Rows from a pointing dataset

-------

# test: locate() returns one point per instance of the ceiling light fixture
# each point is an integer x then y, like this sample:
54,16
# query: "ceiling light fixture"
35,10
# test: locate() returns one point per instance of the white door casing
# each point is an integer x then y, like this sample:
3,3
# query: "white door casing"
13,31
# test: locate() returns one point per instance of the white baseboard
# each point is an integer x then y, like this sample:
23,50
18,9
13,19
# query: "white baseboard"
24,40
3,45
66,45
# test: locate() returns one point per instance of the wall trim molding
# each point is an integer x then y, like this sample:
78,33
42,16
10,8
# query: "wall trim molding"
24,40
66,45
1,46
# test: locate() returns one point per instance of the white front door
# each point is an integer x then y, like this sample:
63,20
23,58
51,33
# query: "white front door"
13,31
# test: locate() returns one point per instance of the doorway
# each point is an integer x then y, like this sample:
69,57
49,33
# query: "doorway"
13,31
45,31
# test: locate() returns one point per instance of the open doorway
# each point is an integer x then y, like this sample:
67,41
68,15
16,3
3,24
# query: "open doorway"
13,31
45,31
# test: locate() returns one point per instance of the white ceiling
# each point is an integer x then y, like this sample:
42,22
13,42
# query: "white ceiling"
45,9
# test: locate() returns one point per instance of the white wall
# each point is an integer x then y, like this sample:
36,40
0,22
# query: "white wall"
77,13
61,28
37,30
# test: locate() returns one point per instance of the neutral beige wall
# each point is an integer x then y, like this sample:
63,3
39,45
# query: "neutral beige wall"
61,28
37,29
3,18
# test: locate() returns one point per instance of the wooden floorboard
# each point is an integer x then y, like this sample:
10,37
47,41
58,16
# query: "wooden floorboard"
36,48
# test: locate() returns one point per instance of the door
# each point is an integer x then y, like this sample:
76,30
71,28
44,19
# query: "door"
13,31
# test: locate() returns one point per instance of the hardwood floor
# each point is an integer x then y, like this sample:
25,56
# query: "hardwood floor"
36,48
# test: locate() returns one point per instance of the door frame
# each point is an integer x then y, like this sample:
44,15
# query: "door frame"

-------

Retype the whole listing above line for line, changing nothing.

● **Task output**:
# test: locate() returns one point per instance of the ceiling light fixture
# each point is an integer x then y, like this sample:
54,16
# query: "ceiling light fixture"
35,10
# test: locate() returns one point per instance of the white door casing
# each point is an integer x then y, like this sample:
3,3
# query: "white door casing"
13,31
# test: locate() returns one point per instance of the white baseboard
# each point is an integer x then y, like this sample:
23,50
18,9
13,19
# query: "white baseboard"
24,40
3,45
66,45
# test: locate() returns one point per instance of the wall trim molding
# each point is an integer x then y, like this sample:
78,33
42,16
10,8
# query: "wall trim molding"
24,40
66,45
1,46
# test: locate() returns one point per instance of the white front door
# each point is an integer x then y, like this sample:
63,20
23,58
51,33
# query: "white front door"
13,31
# test: locate() returns one point per instance of the doorway
# each point is an integer x then y, like this sample:
69,57
49,33
# query: "doorway"
13,31
45,31
# test: locate() returns one point per instance of the open doorway
# each point is an integer x then y, like this sample:
67,41
68,15
16,3
3,24
# query: "open doorway"
13,31
45,31
# test: locate() returns one point per instance of the white ceiling
# each point is an integer x then y, like this sample:
42,22
13,42
# query: "white ceiling"
45,9
# test: locate() returns one point per instance of the white wall
# each point is an integer x then y, like this sample:
36,40
0,22
# query: "white wall"
77,13
61,28
37,30
# test: locate() returns one point per instance of the neutral beige wall
# each point is an integer x then y, like this sample:
63,3
39,45
# query: "neutral beige wall"
61,28
37,29
3,18
# test: locate() returns one point per instance of the wooden floorboard
# each point is an integer x then y, like this sample:
10,37
47,41
58,16
# query: "wooden floorboard"
36,48
# test: locate() returns one point per instance of the door
# each point is an integer x then y, like this sample:
76,30
71,28
44,19
# query: "door"
13,31
# test: locate() returns one point per instance of the hardwood floor
# each point is an integer x then y, like this sample:
25,56
# query: "hardwood floor"
36,48
# test: locate() returns one point per instance of the door frame
# each point is an integer x then y, like this sample:
44,15
# query: "door frame"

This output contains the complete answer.